• STATED GOAL 1
Please extract the passage from the post on fixity checks in EPrints, starting at "[EP-tech] Fixity Check" and ending after "for bit rot.".
• STATED GOAL 2
How many lines of the records contain the word "mountain"? Reply with the number alone.

[EP-tech] Fixity Check and EPrints - Digital Preservation

Tomasz Neugebauer Tomasz.Neugebauer at concordia.ca
Thu Aug 24 18:34:32 BST 2017

I believe that EPrints stores a checksum value for each uploaded file, but as far as I understand, there is no way to monitor if the checksums match up with current file, and thus no way of checking for bit rot.

DSpace has the following: https://wiki.duraspace.org/display/DSDOC6x/Validating+CheckSums+of+Bitstreams

A periodic fixity check is a part of the lowest level of support for digital preservation, i.e., "Bit-level".  See some examples of Digital Preservation policy, all of which have some variation on this as a requirement:"regularly audit checksums to ensure that no files have corrupted or changed in any way. This practice ensures the ability to provide an exact copy of original files over time":

·         https://www.sfu.ca/content/dam/sfu/archives/DigitalPreservation/FormatPolicyRegistry.pdf "Regularly perform fixity checks on AIPs"

·         https://digital.library.yorku.ca/documentation/fixity-procedures "York University Library are committed to maintaining the integrity of objects in its care. This includes creating checksums for all archival format objects -- plus associated datastreams -- ingested into the repository, and regular fixity checking of those objects"

·         https://researchworks.lib.washington.edu/policy-preservation.html "Maintains the authenticity of the bitstream through integrity checking"

• DATA EXCERPTS
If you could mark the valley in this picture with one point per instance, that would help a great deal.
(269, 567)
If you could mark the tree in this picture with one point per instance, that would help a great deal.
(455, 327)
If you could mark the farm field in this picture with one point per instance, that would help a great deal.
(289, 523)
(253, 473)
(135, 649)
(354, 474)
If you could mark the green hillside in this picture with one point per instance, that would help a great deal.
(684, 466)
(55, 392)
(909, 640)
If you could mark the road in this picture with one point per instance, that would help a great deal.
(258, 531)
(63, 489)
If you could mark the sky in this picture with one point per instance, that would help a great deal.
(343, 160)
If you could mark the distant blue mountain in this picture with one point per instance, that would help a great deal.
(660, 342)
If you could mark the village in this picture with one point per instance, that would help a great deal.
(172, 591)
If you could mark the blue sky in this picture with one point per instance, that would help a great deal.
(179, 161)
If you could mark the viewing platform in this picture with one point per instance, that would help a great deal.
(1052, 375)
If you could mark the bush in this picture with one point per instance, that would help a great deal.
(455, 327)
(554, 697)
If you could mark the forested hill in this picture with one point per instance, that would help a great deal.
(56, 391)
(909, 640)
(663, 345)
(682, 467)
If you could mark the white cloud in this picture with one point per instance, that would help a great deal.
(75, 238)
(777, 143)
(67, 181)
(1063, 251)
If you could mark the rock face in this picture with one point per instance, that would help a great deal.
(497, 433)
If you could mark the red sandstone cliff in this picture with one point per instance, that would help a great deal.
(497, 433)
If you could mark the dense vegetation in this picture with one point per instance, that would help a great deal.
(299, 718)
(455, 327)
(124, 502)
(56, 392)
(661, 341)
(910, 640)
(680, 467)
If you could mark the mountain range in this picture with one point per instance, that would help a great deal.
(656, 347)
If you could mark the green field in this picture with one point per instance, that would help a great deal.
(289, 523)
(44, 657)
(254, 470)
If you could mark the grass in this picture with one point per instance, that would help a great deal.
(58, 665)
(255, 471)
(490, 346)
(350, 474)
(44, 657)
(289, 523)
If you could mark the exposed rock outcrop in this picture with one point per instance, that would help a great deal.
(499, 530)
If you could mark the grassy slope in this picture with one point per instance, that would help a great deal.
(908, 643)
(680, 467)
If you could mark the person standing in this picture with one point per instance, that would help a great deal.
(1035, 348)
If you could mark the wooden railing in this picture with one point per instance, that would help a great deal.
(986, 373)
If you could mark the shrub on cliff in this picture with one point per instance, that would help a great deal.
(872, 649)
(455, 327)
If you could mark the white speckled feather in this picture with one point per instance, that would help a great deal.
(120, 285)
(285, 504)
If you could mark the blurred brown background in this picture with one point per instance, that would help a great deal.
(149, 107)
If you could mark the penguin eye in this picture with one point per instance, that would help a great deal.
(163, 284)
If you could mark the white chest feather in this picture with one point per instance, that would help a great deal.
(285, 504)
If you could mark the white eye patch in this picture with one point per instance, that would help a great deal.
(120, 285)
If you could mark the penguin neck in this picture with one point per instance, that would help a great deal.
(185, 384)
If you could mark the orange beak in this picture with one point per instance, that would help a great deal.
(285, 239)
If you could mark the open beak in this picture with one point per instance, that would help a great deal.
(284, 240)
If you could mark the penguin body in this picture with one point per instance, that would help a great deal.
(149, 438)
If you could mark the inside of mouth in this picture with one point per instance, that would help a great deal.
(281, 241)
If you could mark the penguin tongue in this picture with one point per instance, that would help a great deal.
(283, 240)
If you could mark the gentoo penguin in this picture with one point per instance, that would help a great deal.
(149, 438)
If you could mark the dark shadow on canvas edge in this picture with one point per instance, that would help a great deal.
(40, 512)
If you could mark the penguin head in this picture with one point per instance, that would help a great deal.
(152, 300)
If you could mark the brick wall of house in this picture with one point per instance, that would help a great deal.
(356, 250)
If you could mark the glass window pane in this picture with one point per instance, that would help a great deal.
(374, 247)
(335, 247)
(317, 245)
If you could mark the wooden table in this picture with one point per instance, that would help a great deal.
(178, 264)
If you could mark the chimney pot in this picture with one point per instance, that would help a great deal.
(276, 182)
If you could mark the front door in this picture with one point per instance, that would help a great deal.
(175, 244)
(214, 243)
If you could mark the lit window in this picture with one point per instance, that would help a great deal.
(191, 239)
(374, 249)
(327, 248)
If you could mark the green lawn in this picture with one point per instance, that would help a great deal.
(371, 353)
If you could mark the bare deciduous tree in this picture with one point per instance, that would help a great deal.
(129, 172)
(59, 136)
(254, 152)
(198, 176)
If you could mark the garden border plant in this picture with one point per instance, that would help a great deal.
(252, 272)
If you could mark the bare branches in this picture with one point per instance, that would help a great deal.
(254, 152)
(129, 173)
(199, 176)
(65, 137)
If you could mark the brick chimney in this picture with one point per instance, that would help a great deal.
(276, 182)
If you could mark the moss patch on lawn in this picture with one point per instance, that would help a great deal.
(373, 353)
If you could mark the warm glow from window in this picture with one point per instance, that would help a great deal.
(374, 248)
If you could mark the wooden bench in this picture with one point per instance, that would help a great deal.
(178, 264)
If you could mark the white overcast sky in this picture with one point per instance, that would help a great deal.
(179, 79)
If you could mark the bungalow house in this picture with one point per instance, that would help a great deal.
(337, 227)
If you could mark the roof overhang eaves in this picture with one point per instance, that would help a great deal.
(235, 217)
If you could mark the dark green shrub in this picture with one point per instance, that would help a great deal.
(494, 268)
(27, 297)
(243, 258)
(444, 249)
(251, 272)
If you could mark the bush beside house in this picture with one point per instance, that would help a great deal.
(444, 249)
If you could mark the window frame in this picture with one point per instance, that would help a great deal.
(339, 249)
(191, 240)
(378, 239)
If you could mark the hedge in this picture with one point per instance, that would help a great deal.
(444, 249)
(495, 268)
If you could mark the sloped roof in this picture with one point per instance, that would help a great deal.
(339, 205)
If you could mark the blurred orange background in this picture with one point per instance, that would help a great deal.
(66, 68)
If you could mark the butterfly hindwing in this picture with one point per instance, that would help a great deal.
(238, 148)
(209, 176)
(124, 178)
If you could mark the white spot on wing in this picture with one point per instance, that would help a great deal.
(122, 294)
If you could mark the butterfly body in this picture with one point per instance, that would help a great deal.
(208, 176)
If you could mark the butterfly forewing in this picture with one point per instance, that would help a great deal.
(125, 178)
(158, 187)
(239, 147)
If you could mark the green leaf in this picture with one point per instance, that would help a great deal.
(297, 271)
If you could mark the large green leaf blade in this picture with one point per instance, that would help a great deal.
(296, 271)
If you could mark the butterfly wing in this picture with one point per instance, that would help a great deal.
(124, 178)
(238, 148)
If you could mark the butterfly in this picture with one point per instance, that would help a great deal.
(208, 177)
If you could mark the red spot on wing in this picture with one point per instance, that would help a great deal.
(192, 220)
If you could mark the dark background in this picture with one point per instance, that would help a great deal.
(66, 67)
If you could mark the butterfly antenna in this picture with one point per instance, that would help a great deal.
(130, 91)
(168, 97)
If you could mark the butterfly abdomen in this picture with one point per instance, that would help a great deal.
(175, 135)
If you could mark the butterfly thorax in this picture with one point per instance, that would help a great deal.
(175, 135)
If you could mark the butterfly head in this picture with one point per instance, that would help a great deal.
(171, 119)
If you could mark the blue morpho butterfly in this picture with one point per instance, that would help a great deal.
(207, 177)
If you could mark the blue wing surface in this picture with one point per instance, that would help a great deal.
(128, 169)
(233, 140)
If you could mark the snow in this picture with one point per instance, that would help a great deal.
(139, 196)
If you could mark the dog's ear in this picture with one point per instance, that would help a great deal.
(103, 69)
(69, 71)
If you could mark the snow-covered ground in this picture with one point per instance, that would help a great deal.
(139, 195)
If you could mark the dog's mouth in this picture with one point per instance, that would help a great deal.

• FULL ANSWER 1
[EP-tech] Fixity Check and EPrints - Digital Preservation

Tomasz Neugebauer Tomasz.Neugebauer at concordia.ca
Thu Aug 24 18:34:32 BST 2017

I believe that EPrints stores a checksum value for each uploaded file, but as far as I understand, there is no way to monitor if the checksums match up with current file, and thus no way of checking for bit rot.

• FULL ANSWER 2
2